(EXERCISE SET)
A. Using the essay on hard work and prayer, decide whether each statement agrees with it: (i) Jesus had time for recreation; (ii) on the garden night, the task itself troubled Jesus; (iii) Jesus got up early to pray. For each, answer yes or no and quote the words from the essay that settle it.
B. Carry on the essay on hard work and prayer, starting right after its final paragraph.

(DOCUMENT TEXT)
On Hard Work, Prayer, and Grace

by Jim Essian August 30, 2017

“My Father is working until now, and I am working,” (John 517). God is a hard worker, and we’ve been called to labor likewise, as a worker approved (2 Tim. 2:6, 15). Ministry is laborious, but not in vain. (1 Cor. 15:58).

The Christian’s labor is infused with Kingdom purpose. Whether vocational ministry or neighbor-loving “secular” work, the Christian is compelled to work harder than his unbelieving coworker, and for nothing less than the glory of God as his aim.

But should hard work for the Christian and hard work for the unbeliever be different? Should the death, resurrection, and ascension of Jesus inform and affect our hard work? What's different?

Jesus shows us. And Paul helps too. 

JESUS’ WORK ETHIC

Jesus was the most efficient worker there ever was. “For whatever the Father does, that the Son does likewise,” (John 5:19). Jesus’ sinlessness and corresponding righteousness mean he never wasted a second in disobedience outside of God’s decreed will. He was perfectly effective.

Jesus accomplished much. Jesus was a teacher, a healer, an evangelist, a preacher, a polemicist, a miracle-worker. And he had time for recreation too. He spent so much time with friends and at weddings that the hyper-religious monikered him a drunkard and a glutton, friends with rebels and cheats.

Of course, his greatest project, his purpose set like flint, was the cross. There he proclaimed his work finished. Effective, efficient, sufficient.

There seemed to be but one sleepless night, one time where he took his work home with him and struggled. It was a garden night, and his soul was troubled. It wasn’t the task that troubled him.

How did he do it?

How did Jesus work hard and efficiently? Simply, the answer is prayer.

Which if we’re honest, we hard-workers are prone to neglect prayer.

Jesus got up early to pray. Jesus neglected more work to pray. Jesus meditated on scripture and prayed to resist the temptation of other work that could distract him (Matt. 4:1-11). Prayer kept Jesus in the Father’s will, the work that mattered. Prayer clarified his objective. Prayer is a reminder of the cosmic scope of the Kingdom and Kingdom work. Even the one night he brought his work home with him, he spent it in prayer.

(PROVIDED MATERIAL)
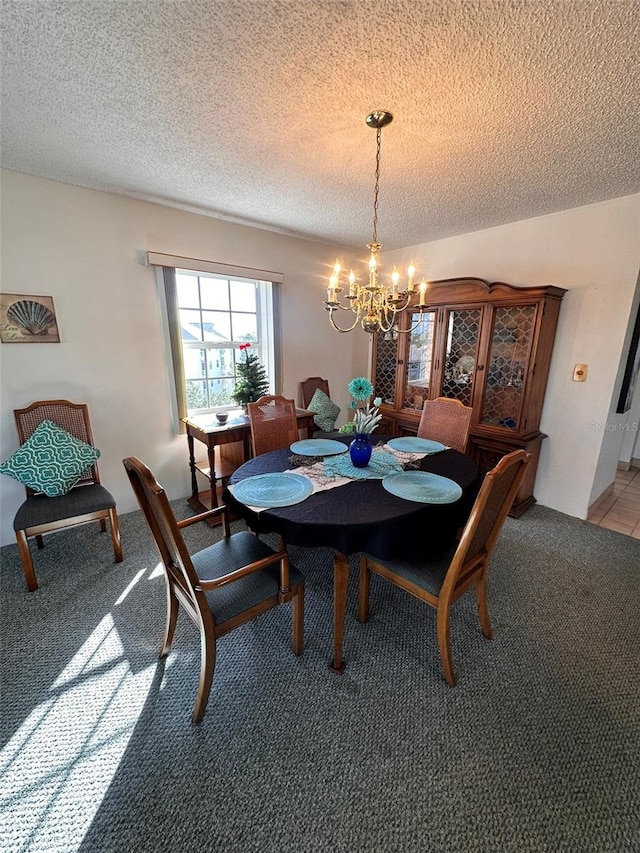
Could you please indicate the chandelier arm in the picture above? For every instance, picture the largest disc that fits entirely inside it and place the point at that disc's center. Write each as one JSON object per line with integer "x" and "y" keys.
{"x": 415, "y": 325}
{"x": 337, "y": 328}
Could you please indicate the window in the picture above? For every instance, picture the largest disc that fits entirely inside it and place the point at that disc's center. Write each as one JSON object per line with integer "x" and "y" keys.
{"x": 216, "y": 315}
{"x": 210, "y": 309}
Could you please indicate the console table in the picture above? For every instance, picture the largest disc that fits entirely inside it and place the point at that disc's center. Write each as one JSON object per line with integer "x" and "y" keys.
{"x": 228, "y": 446}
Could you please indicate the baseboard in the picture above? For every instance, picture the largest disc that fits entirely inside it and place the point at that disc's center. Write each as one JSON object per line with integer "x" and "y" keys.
{"x": 594, "y": 506}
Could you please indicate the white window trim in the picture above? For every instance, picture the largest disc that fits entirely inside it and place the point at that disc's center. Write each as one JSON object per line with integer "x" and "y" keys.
{"x": 268, "y": 312}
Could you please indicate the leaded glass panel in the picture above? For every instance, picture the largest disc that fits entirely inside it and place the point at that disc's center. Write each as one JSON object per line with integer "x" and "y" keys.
{"x": 510, "y": 344}
{"x": 419, "y": 360}
{"x": 386, "y": 366}
{"x": 461, "y": 354}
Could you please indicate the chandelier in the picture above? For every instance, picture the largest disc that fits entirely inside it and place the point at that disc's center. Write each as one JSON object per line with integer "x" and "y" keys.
{"x": 375, "y": 305}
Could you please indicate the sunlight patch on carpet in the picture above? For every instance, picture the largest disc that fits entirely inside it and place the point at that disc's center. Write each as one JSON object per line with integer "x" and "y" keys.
{"x": 58, "y": 765}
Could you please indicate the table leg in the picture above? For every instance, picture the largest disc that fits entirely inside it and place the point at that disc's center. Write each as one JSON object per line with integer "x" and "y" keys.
{"x": 192, "y": 467}
{"x": 211, "y": 453}
{"x": 340, "y": 581}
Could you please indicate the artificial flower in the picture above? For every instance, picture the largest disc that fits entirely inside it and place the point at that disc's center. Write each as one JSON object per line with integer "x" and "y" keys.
{"x": 360, "y": 388}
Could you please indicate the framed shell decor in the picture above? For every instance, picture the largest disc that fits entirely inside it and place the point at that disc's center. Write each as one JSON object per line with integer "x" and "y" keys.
{"x": 27, "y": 319}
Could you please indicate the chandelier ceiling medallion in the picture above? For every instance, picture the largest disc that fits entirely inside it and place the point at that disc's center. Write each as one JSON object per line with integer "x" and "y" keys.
{"x": 375, "y": 305}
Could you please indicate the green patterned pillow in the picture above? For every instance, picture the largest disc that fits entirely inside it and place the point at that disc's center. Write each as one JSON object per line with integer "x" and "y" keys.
{"x": 326, "y": 411}
{"x": 50, "y": 461}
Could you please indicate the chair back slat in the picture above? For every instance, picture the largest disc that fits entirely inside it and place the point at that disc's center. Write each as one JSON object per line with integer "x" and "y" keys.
{"x": 446, "y": 420}
{"x": 162, "y": 522}
{"x": 491, "y": 507}
{"x": 274, "y": 424}
{"x": 72, "y": 417}
{"x": 308, "y": 388}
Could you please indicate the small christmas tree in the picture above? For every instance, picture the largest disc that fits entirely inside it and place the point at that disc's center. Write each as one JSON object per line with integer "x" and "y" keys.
{"x": 252, "y": 382}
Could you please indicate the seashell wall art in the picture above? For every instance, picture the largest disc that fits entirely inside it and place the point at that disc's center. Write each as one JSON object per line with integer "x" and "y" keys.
{"x": 26, "y": 319}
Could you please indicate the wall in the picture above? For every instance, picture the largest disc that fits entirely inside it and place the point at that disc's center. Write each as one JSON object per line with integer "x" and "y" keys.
{"x": 594, "y": 252}
{"x": 83, "y": 248}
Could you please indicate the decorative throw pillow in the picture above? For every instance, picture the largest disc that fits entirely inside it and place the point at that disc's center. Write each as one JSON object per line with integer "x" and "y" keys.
{"x": 50, "y": 461}
{"x": 326, "y": 411}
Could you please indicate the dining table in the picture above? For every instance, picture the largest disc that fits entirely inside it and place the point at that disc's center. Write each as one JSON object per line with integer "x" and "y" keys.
{"x": 354, "y": 510}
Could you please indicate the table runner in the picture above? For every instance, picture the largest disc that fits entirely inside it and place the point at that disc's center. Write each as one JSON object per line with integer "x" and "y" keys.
{"x": 333, "y": 471}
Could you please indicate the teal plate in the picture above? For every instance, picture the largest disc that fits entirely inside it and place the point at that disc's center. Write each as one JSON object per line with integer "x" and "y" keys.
{"x": 423, "y": 487}
{"x": 318, "y": 447}
{"x": 268, "y": 490}
{"x": 413, "y": 444}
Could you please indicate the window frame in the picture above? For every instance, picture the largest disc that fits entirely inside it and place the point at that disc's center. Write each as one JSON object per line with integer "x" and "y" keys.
{"x": 267, "y": 311}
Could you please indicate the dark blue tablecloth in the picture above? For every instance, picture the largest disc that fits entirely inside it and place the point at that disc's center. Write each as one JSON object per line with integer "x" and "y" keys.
{"x": 362, "y": 515}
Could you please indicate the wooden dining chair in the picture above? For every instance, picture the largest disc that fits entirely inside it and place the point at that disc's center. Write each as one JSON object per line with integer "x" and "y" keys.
{"x": 446, "y": 420}
{"x": 83, "y": 501}
{"x": 274, "y": 424}
{"x": 220, "y": 587}
{"x": 441, "y": 582}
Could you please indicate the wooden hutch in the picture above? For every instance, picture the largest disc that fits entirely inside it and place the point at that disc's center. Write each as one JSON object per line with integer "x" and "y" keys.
{"x": 486, "y": 344}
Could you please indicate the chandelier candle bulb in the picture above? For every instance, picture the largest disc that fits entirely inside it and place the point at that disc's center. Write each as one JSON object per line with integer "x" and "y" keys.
{"x": 411, "y": 271}
{"x": 395, "y": 278}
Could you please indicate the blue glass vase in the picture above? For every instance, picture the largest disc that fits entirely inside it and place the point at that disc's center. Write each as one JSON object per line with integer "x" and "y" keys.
{"x": 360, "y": 450}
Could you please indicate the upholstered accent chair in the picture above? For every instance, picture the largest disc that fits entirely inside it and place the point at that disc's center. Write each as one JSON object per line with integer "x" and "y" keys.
{"x": 74, "y": 495}
{"x": 441, "y": 582}
{"x": 446, "y": 420}
{"x": 220, "y": 587}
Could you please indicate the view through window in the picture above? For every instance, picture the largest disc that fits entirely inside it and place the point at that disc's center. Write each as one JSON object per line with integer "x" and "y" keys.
{"x": 217, "y": 314}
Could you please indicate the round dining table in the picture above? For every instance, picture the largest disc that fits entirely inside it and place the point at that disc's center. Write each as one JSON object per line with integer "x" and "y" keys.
{"x": 360, "y": 516}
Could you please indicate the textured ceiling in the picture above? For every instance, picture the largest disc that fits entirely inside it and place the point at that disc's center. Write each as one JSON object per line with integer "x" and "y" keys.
{"x": 253, "y": 110}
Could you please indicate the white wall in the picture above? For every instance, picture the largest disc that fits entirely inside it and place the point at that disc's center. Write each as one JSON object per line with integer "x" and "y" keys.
{"x": 83, "y": 248}
{"x": 594, "y": 252}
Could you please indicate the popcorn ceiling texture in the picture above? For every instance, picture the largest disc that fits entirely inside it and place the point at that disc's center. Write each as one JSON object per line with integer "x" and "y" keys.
{"x": 253, "y": 110}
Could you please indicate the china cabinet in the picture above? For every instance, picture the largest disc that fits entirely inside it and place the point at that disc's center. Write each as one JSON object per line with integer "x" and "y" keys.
{"x": 486, "y": 344}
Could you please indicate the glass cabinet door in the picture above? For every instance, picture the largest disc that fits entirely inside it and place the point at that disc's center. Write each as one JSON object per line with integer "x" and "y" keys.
{"x": 419, "y": 360}
{"x": 461, "y": 354}
{"x": 511, "y": 339}
{"x": 386, "y": 366}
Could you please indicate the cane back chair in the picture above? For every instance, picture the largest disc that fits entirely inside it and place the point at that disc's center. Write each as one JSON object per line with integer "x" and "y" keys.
{"x": 274, "y": 424}
{"x": 446, "y": 420}
{"x": 87, "y": 501}
{"x": 441, "y": 582}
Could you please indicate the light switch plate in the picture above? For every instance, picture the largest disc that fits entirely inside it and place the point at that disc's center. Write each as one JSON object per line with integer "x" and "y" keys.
{"x": 580, "y": 372}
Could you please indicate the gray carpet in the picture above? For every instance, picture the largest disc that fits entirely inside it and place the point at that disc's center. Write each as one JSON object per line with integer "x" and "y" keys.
{"x": 536, "y": 749}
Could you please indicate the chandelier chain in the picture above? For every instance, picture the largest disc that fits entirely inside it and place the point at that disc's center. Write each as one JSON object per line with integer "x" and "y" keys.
{"x": 372, "y": 304}
{"x": 375, "y": 194}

(RESPONSE LIST)
A.
(i) Yes: "And he had time for recreation too."
(ii) No: "It wasn’t the task that troubled him."
(iii) Yes: "Jesus got up early to pray."

B.
Paradoxically, slowing down to pray makes us more effective and compels us to work harder, since prayer refocuses us. 

PAUL’S COMPULSION

Jesus’ work ethic through prayer redirects us; Paul’s fuel for work will drive us.

“I worked harder than any of them,” (1 Cor. 15:10) Paul declares. Paul’s claim on the Apostle of the Month award is easily missed in the midst of this great chapter of the bible—but don’t miss it.

You and I have a tendency to be motivated by all sorts of low-octane fuels: people-pleasing, fear of man, fear of failure, works righteousness, success, crowds, fame, money—it’s exhausting. Paul’s fuel was grace:

“I worked harder than any of them, though it was not I, but the grace of God that is with me.” —1 Corinthians 15:10

Grace fueled Paul’s hard work!

The laws of people-pleasing and success are paralyzing. But grace propels.

Gracious saints work hard; indeed, they work harder than anybody. But they do not trust in their work at all—they trust in the grace that God gives them.

SLOWING DOWN TO WORK

What might it look like if you slowed down to work better and harder? If prayer redirects our work and grace fuels it, what if you scheduled regular meetings with the Father and experienced his grace?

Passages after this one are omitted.